Reproduce each line of the data below verbatim, without changing anything.

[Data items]
⁂

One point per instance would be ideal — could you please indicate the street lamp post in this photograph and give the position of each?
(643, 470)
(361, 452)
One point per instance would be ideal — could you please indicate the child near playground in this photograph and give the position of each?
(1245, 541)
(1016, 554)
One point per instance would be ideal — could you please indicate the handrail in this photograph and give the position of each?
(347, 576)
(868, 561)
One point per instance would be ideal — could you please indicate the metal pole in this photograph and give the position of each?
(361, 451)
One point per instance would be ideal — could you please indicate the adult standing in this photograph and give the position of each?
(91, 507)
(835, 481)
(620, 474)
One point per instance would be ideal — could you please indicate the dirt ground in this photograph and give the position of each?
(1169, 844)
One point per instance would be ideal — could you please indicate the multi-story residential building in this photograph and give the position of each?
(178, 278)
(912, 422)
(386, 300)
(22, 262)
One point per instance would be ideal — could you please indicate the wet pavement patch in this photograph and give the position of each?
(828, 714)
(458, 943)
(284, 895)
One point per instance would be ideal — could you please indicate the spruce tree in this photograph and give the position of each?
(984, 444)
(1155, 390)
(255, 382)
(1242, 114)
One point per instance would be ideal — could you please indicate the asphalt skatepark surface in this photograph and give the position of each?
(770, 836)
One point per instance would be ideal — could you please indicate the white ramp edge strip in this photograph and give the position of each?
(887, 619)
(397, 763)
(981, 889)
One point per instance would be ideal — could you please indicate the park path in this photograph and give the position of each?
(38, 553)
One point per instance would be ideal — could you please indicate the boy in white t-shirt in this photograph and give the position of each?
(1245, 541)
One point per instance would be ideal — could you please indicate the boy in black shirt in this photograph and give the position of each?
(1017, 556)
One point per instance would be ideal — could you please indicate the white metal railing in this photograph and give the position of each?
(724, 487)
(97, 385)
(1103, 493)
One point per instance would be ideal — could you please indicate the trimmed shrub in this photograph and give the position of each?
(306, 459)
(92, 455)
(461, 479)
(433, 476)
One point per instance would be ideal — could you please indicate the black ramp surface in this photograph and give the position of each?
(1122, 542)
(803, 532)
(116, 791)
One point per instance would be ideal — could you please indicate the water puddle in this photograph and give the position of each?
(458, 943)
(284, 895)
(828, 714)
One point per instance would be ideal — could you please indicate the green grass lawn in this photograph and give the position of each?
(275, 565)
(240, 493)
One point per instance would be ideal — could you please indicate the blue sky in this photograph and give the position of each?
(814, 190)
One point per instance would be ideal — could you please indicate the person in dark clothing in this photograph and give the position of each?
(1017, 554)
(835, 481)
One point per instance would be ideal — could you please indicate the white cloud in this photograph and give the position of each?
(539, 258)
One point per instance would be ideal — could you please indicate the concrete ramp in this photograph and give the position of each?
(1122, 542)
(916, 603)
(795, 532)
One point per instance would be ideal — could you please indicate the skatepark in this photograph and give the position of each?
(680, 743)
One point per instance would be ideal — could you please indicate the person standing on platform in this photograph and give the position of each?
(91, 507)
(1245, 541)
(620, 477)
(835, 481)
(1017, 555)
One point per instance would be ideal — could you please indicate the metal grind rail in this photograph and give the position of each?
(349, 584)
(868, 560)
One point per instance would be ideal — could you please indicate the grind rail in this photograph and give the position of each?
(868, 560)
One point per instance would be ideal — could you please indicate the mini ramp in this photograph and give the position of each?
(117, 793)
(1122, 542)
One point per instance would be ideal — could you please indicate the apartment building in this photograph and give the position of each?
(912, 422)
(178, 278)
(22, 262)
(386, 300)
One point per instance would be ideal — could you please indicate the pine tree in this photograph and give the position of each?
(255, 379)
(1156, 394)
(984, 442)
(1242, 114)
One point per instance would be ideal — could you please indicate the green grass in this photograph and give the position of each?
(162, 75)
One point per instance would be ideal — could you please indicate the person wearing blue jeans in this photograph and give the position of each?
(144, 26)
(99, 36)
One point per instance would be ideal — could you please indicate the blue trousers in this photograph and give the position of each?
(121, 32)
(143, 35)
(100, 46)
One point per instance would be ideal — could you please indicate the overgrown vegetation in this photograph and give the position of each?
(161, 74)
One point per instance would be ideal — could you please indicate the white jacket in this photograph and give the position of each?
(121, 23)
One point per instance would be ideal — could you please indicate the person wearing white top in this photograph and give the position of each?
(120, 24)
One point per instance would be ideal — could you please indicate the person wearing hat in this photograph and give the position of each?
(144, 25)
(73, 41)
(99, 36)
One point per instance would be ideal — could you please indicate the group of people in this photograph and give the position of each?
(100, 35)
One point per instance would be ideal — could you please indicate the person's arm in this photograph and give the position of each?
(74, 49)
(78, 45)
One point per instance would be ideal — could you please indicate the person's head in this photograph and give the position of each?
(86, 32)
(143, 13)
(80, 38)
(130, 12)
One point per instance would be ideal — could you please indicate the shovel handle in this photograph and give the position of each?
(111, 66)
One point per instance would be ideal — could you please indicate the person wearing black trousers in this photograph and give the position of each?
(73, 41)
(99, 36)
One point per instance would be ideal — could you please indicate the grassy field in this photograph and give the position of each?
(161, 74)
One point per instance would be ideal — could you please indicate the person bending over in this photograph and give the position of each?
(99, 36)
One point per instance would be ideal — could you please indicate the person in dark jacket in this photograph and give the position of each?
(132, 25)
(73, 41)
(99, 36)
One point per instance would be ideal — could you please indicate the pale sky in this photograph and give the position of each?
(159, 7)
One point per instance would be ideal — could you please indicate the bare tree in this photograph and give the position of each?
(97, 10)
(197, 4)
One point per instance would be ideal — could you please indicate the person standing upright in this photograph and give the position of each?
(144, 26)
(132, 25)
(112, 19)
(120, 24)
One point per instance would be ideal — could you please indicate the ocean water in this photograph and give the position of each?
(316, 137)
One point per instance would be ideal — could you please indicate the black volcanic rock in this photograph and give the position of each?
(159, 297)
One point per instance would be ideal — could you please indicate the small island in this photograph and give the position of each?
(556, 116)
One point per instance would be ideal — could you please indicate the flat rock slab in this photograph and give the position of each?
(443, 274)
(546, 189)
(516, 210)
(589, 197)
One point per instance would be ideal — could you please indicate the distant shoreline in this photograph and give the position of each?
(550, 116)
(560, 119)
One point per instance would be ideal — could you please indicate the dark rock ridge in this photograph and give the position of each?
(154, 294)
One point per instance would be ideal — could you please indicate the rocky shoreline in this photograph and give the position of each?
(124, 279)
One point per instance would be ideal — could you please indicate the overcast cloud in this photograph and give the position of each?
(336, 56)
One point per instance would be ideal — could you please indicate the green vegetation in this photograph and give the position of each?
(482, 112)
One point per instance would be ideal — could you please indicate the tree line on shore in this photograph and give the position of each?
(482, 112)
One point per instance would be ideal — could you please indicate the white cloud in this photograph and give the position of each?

⁂

SOLUTION TO THE EXERCISE:
One point per instance would be ideal — could you please indicate the street lamp post in this photograph and give the position of each?
(643, 470)
(361, 452)
One point per instance would be ideal — could you please indicate the child near playground in this photograph and give the position of each?
(1245, 541)
(1016, 554)
One point per instance would be ideal — could you please indicate the handrail in this photograph and give the position of each?
(347, 576)
(868, 561)
One point per instance would be ideal — could you please indicate the metal pole in this photograph and give the position of each?
(361, 451)
One point per instance would be ideal — could you please indicate the adult standing in this photograph and give the position of each?
(91, 507)
(835, 481)
(620, 474)
One point per instance would be ideal — could you please indicate the dirt ground in this photograph and give the position of each?
(1169, 844)
One point per instance would be ideal — could you please indicate the multi-story residential building in this photograph and give the position of each?
(178, 278)
(912, 422)
(386, 300)
(22, 262)
One point per instance would be ideal — could you please indicate the wet pavement patch in this photograph and give the position of each?
(828, 714)
(458, 943)
(284, 895)
One point per instance would be ideal — could you please indicate the spruce tree in this photograph and give the position of each?
(984, 444)
(1155, 390)
(255, 382)
(1242, 114)
One point per instance would be ideal — could you please indicate the asphalt skatepark surface in this photograph and give the position of each?
(770, 836)
One point per instance would be ideal — could you please indicate the white ramp edge strip in this photograph and give the position of each?
(887, 619)
(397, 763)
(981, 889)
One point per instance would be ideal — could you please indicate the park path in this photograph and give the position of each?
(38, 553)
One point per instance would be ideal — could you please indicate the boy in white t-shirt in this photograph and give the position of each?
(1245, 541)
One point per instance would be ideal — could you please indicate the boy in black shirt in this photograph and give the position of each?
(1017, 556)
One point per instance would be ideal — could you please indicate the white metal railing in this photograph and give the position of each?
(724, 487)
(97, 385)
(1103, 493)
One point per instance would be ideal — could you please indicate the trimmed shrub in this photograph and give the position of each?
(306, 459)
(92, 455)
(461, 479)
(433, 476)
One point per instance would be ideal — could you please indicate the black ramp surface in this photograph and give the position of each?
(1122, 542)
(803, 532)
(116, 791)
One point per instance would be ideal — could you please indicate the water puddle in this photograph and give the position of each?
(458, 943)
(284, 895)
(828, 714)
One point per instance would be ideal — could you please indicate the green grass lawn in this photograph and give the position of each?
(275, 565)
(240, 493)
One point per instance would be ideal — could you please indicate the blue sky in this photograph and give the position of each?
(814, 190)
One point per instance would be ideal — could you please indicate the person in dark clothing in this photograph and give the position of each?
(1017, 554)
(835, 481)
One point per instance would be ideal — could you please indicate the white cloud in this photograph and give the position of each?
(539, 258)
One point per instance would be ideal — could you please indicate the concrete ramp in this photograph and give the position of each?
(1122, 542)
(916, 603)
(795, 532)
One point per instance would be ideal — could you please indicate the skatepark in this photograph and give the position of each?
(680, 743)
One point per instance would be ideal — could you please indicate the person standing on platform in this photograph and give the position of each?
(91, 507)
(1245, 541)
(620, 477)
(835, 481)
(1017, 555)
One point per instance would be ideal — could you please indicate the metal grind rail in this photograph and give the position of each?
(349, 584)
(868, 560)
One point per instance would be ideal — could you please indicate the grind rail in this photograph and give the position of each?
(868, 560)
One point per instance would be ideal — could you please indicate the mini ramp in this photograph and give the position of each?
(117, 793)
(1122, 542)
One point per instance would be ideal — could you please indicate the apartment building in this photograph and give the position of each?
(912, 422)
(178, 278)
(22, 262)
(386, 300)
One point per instance would be ideal — could you please indicate the pine tree in this photograph and give the position of each?
(255, 379)
(1156, 394)
(984, 442)
(1242, 114)
One point per instance would be ideal — could you please indicate the green grass in this photograph and give the position of each?
(162, 75)
One point per instance would be ideal — could you please indicate the person wearing blue jeans in this photograph and give the position of each?
(144, 26)
(99, 36)
One point per instance would be ideal — could you please indicate the blue trousers in this photograph and give the position of each?
(121, 32)
(143, 35)
(100, 46)
One point per instance would be ideal — could you please indicate the overgrown vegetation in this photograph and give the position of each?
(161, 74)
One point per instance would be ideal — could you please indicate the white jacket in this photograph and give the position of each?
(121, 23)
One point per instance would be ideal — could you please indicate the person wearing white top in this photograph and give the position of each?
(120, 24)
One point per instance would be ideal — could you please indicate the person wearing hat in this photograph and give the position of each?
(144, 25)
(73, 41)
(99, 36)
One point per instance would be ideal — could you please indicate the group of people in this photograph and give the position of each?
(100, 35)
One point per instance would be ideal — could you please indicate the person's arm in this photograph and give the position of each?
(74, 49)
(78, 45)
One point per instance would be ideal — could you please indicate the person's head in this photograph and give the position of each?
(86, 32)
(143, 13)
(80, 38)
(130, 12)
One point per instance would be ideal — could you please indicate the shovel handle in this photograph and give the position of each?
(111, 66)
One point per instance would be ideal — could you please indicate the person wearing black trousers in this photograph and give the position of each?
(73, 41)
(99, 36)
One point per instance would be ideal — could you please indicate the grassy field in this photograph and give the position of each?
(161, 74)
One point per instance would be ideal — could you please indicate the person bending over in this photograph and give the position of each?
(99, 36)
One point per instance would be ideal — could you please indicate the person in dark jacket in this photograph and give the position of each?
(132, 25)
(73, 41)
(99, 36)
One point per instance would be ideal — could you please indicate the pale sky in this photograph and give the position of each?
(159, 7)
One point per instance would be ideal — could you please indicate the bare tree in this photograph and give the position of each?
(97, 10)
(197, 4)
One point per instance would be ideal — could you please indicate the person standing upright in this photograph and give the position of each?
(144, 26)
(132, 25)
(112, 19)
(120, 24)
One point per instance would be ideal — could you please indicate the ocean water in this photograph and give the position of each?
(316, 137)
One point per instance would be ideal — could you please indicate the black volcanic rock in this photograph and give the position of each?
(159, 297)
One point per instance would be ideal — could you please indicate the small island in this photograph and give the position of each?
(556, 116)
One point per instance would be ideal — could you please indicate the flat rock slab in this photograph and give the position of each?
(443, 274)
(546, 189)
(516, 210)
(589, 197)
One point per instance would be ideal — could you please indicate the distant shoreline in this photograph and give the position of each?
(550, 116)
(560, 119)
One point per instance would be ideal — could you please indicate the dark rock ridge in this photograph and give the position of each?
(154, 294)
One point per instance would be ideal — could you please indicate the rocky shoreline in this photograph and give the position of each?
(124, 279)
One point per instance would be ideal — could you please indicate the overcast cloud in this photograph and give the position of each?
(336, 56)
One point per instance would be ideal — could you please indicate the green vegetation in this photograph and give the position of each?
(482, 112)
One point per instance would be ideal — could you please indicate the tree line on shore in this photograph and give the position of each?
(482, 112)
One point per instance would be ideal — could you please indicate the white cloud in this photograph and give the position of each?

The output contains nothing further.